Records of labeled points:
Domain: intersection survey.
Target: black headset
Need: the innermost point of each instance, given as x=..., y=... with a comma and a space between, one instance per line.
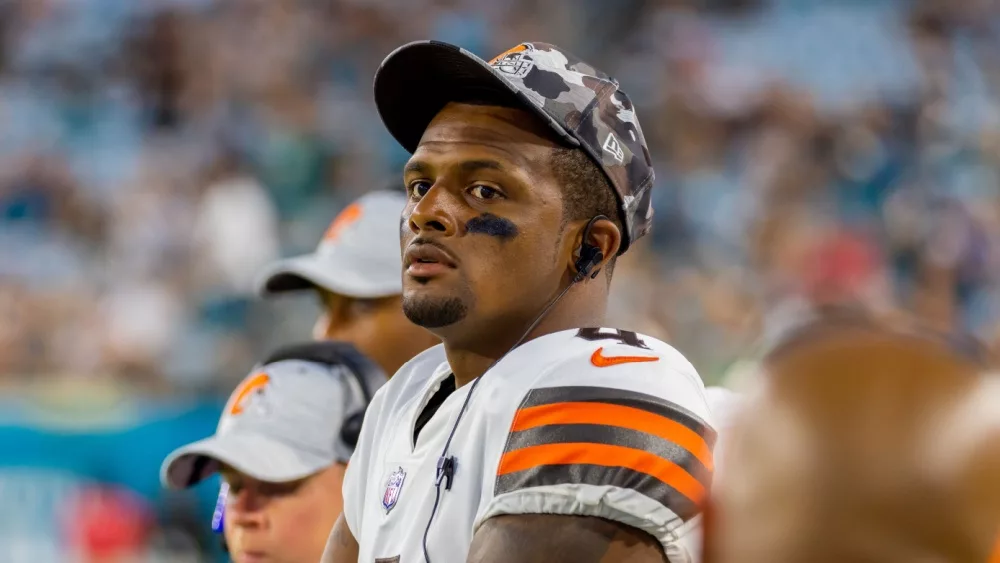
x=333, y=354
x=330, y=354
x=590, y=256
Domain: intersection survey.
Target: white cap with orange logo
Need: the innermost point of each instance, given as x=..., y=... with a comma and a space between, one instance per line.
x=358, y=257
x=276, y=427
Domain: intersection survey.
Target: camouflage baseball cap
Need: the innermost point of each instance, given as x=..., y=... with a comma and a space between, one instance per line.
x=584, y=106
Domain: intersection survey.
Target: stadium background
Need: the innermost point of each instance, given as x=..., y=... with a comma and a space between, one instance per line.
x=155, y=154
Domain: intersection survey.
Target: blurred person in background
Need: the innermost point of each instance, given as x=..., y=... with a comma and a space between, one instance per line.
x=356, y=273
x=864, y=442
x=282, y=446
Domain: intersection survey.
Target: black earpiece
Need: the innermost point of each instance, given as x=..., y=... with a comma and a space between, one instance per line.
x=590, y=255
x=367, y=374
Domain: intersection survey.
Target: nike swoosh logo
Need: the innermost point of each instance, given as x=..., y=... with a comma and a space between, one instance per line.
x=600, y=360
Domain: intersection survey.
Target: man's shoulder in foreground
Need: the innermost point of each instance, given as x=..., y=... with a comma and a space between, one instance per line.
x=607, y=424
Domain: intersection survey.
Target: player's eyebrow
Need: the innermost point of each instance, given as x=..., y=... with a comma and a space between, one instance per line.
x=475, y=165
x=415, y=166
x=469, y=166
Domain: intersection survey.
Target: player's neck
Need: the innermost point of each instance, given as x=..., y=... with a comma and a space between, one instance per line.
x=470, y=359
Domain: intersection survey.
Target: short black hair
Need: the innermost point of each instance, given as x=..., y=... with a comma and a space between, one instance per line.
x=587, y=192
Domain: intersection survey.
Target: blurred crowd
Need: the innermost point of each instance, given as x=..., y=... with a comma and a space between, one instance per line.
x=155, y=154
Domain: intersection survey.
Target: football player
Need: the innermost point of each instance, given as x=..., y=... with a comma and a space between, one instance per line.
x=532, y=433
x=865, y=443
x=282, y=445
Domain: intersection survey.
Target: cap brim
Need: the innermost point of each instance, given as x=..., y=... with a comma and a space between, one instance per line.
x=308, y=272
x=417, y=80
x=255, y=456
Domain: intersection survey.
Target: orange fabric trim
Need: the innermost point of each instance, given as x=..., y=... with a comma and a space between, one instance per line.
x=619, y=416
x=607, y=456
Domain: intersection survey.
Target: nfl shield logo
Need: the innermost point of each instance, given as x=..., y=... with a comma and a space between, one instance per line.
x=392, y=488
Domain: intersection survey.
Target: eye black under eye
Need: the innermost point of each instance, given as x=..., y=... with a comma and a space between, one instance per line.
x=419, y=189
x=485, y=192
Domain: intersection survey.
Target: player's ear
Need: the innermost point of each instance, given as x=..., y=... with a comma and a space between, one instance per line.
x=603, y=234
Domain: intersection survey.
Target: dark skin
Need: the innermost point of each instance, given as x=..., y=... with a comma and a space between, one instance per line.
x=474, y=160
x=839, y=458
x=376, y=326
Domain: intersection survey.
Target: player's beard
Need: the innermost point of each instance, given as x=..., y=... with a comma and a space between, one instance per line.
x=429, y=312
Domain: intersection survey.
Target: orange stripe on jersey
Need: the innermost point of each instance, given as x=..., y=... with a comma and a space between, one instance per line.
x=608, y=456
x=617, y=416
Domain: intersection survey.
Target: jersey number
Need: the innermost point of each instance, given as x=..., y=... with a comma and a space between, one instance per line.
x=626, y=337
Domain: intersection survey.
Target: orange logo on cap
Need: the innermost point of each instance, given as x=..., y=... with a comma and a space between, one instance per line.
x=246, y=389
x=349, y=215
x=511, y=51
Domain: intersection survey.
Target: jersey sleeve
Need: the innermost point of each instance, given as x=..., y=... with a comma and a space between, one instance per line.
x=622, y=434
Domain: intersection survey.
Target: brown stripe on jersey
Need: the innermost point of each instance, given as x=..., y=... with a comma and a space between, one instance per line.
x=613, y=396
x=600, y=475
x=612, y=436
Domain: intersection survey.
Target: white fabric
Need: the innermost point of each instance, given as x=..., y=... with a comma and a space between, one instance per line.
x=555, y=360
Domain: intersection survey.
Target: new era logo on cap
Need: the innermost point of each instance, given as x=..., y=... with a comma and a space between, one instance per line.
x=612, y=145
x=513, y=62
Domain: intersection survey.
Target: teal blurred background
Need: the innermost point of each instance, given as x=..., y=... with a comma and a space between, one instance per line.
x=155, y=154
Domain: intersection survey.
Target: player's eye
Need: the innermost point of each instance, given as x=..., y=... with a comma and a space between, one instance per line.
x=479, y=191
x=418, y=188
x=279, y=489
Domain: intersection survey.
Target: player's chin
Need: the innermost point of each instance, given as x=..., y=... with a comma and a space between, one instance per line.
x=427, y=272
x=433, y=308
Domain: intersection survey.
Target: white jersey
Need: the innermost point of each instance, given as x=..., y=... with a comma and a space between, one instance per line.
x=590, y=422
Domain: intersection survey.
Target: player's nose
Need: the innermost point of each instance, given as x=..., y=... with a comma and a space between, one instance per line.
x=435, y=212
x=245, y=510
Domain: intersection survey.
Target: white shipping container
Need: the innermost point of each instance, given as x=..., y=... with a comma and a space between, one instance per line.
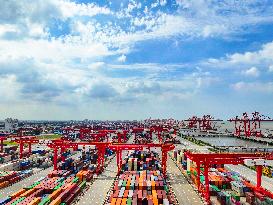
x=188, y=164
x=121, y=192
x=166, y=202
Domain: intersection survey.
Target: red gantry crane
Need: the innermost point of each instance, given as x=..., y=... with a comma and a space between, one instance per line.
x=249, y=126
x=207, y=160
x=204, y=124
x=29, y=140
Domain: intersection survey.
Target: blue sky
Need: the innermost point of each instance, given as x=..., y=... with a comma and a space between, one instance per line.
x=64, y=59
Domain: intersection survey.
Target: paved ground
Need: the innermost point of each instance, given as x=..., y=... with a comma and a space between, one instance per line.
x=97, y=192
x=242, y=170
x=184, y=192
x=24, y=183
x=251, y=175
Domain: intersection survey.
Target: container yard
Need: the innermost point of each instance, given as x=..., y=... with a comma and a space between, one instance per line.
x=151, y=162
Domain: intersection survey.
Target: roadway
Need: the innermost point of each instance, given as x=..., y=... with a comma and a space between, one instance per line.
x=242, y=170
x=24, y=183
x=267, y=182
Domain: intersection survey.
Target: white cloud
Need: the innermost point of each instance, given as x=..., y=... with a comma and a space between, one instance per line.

* Task directions *
Copy out the records above in full, exactly as written, but not the pictures.

* Correct output *
Domain: intersection survey.
Target: black headset
Need: the innermost point of each instance, given as x=..., y=... with a comma and a space between, one instance per line.
x=333, y=354
x=330, y=354
x=590, y=256
Domain: intersection survey.
Target: white cap with orange logo
Need: the innermost point of each instance, given as x=..., y=... with a comma and a space between, one instance per line.
x=358, y=257
x=276, y=427
Domain: intersection survey.
Target: camouflage baseball cap
Need: the innermost point of each instance, given as x=..., y=... with a comma and a space between, one instance per line.
x=584, y=106
Domain: intersection survey.
Target: stadium background
Need: the innermost point of each instance, given as x=..., y=... with a comma and a space between, one instance per line.
x=155, y=154
Domain: intersection survey.
Target: blurred person in background
Need: the innermost point of each instance, given as x=..., y=... with a comma and a space between, one instance per line.
x=356, y=273
x=864, y=442
x=282, y=446
Domain: intersection survey.
Target: black earpiece
Need: the innermost point of each instance, given as x=..., y=... with a comma and a space between, one instance per line.
x=590, y=255
x=367, y=374
Domain: intersection survey.
Target: nike swoosh logo
Need: the innermost point of each instance, given as x=..., y=... with a comma and a space between, one instance per line.
x=600, y=360
Domain: intersection survey.
Target: man's shoulder in foreground
Need: the innermost point of each instance, given as x=..., y=... with a comma and a space between, one instance per line.
x=607, y=424
Domain: intersection survey.
Target: player's eyebrow
Need: the innermost point of each instance, given as x=..., y=... with a comma and a space between, one instance per line.
x=475, y=165
x=415, y=166
x=469, y=166
Domain: intersection survey.
Target: player's neck
Need: the innermost point of each instance, given as x=..., y=... with a comma and a space between, one instance per line.
x=470, y=359
Domain: intersection survey.
Target: short black hair
Need: the innermost point of each instance, given as x=..., y=... with a comma and a space between, one instance per line.
x=587, y=192
Domain: intersection survey.
Target: blurred crowd
Need: the innermost point of each instance, given as x=..., y=... with a comma and a space between, one instance per line.
x=155, y=154
Domain: intersection survey.
Target: football player
Need: the innermost point of each instance, given as x=..., y=... with a comma and a space between, one instance per line.
x=532, y=433
x=865, y=443
x=282, y=445
Domain: intersection survey.
Target: cap brim
Need: the innermost point of each instance, given as x=..., y=... with a comma and a space between, one instance per line.
x=308, y=272
x=417, y=80
x=255, y=456
Domain: intersection survey.
Target: orange fabric trim
Need: the innermost point of each instance, given as x=..., y=... with a comma and a space between, one instance per line.
x=619, y=416
x=607, y=456
Domain: intersection survey.
Target: nfl shield logo
Need: the innermost point of each instance, given as x=..., y=... with a comma and a space between, one instance per line.
x=392, y=488
Domain: intersection survey.
Target: eye black under eye
Need: the innermost point of each instance, given as x=..., y=... with a comma and a space between, one instance per line.
x=419, y=189
x=485, y=192
Domain: intersection survey.
Target: player's ear
Need: the innermost point of each instance, given as x=..., y=... with a comma and a space between, one instance per line.
x=603, y=234
Domain: intersection survey.
Target: dark skin
Need: the innermost point of each instance, given as x=..., y=... with a comma and a space between, one instance per line.
x=474, y=160
x=839, y=458
x=376, y=326
Domain: intersection survey.
Target: player's beard
Need: the innermost point of each instance, given as x=..., y=... with a comma and a space between, one instance per line.
x=429, y=312
Domain: intersection survey.
Target: orange stripe on jersey
Need: the innermost point of each instance, given as x=..., y=... with a comma and a space between, one instance per line.
x=608, y=456
x=617, y=416
Domain: intersection survey.
Target: jersey number
Need: the innermost point of each instance, given as x=..., y=... with a comma and a space between, one instance per line.
x=626, y=337
Domain: intersection survey.
Target: orange logo on cap
Need: the innermost point of each instance, given as x=..., y=... with a comma and a space between, one instance per line.
x=246, y=389
x=349, y=215
x=511, y=51
Domain: intersection survey.
Target: jersey sleeve
Need: the innermost point of each instance, given as x=..., y=... with a comma and a space between, one instance per line.
x=622, y=434
Domain: intersection survey.
Target: brown stripe on jersey
Need: the innermost point of each instance, given as x=..., y=... with a comma and a space between, one instance per line.
x=613, y=396
x=600, y=475
x=612, y=436
Domain: intersection survey.
Target: white fabric
Need: the innermost point of each instance, given as x=..., y=... with a comma and a space between, one instance per line.
x=555, y=360
Domain: intersection survey.
Target: new era logo on cap
Need: the innermost point of each instance, given as x=..., y=... with a comma and a space between, one instance per line.
x=612, y=145
x=513, y=62
Domain: intersection survey.
Target: teal blurred background
Need: the innermost point of each instance, given as x=..., y=... with a comma and a space between, one instance per line.
x=155, y=154
Domain: intersection survey.
Target: player's eye
Need: the innermost point of each instance, given as x=..., y=... with a comma and a space between, one instance per line.
x=479, y=191
x=418, y=188
x=279, y=489
Domain: intersection survey.
Target: player's chin
Need: the innermost point of each instance, given as x=..., y=... with a comma and a space between, one instance per line.
x=427, y=272
x=433, y=308
Domain: intersection survey.
Target: white jersey
Need: the innermost point of each instance, given as x=..., y=... with a comma and a space between, one instance per line.
x=590, y=422
Domain: intersection survey.
Target: player's nose
Need: the innermost point of each instance, given as x=..., y=... with a comma and a space between, one instance per line.
x=435, y=212
x=245, y=510
Domain: intersection survey.
Target: white shipping container
Need: the innermost point of each instance, given as x=..., y=... with a comma and a space between, one instance per line.
x=188, y=164
x=121, y=192
x=166, y=202
Domain: intersection survey.
Target: red gantry crane
Need: the innermost point of each instance, given as x=..., y=... with a comma and a space between, one instance per line.
x=249, y=126
x=207, y=160
x=204, y=124
x=29, y=140
Domain: intersection survey.
Target: blue sky
Need: the innermost point of each instance, given as x=..., y=... with a comma and a space between, one instance per line.
x=64, y=59
Domain: intersection survey.
Target: paved ground
Need: the innermost point of each instance, given as x=..., y=... with a comma and a space between, one instance per line.
x=97, y=192
x=242, y=170
x=184, y=192
x=24, y=183
x=251, y=175
Domain: intersection survey.
Target: container yard
Need: the innermost point of each instance, given as x=..., y=... with a comma and a space between, one instance per line.
x=151, y=162
Domain: intersection survey.
Target: roadway
Need: the innermost point of each instance, given as x=..., y=... with a comma and a space between, one instance per line.
x=242, y=170
x=24, y=183
x=267, y=182
Domain: intersection survey.
Target: white cloud
Need: the innermost point of each instance, given as x=..., y=... with a comma and a space between, one instance per line.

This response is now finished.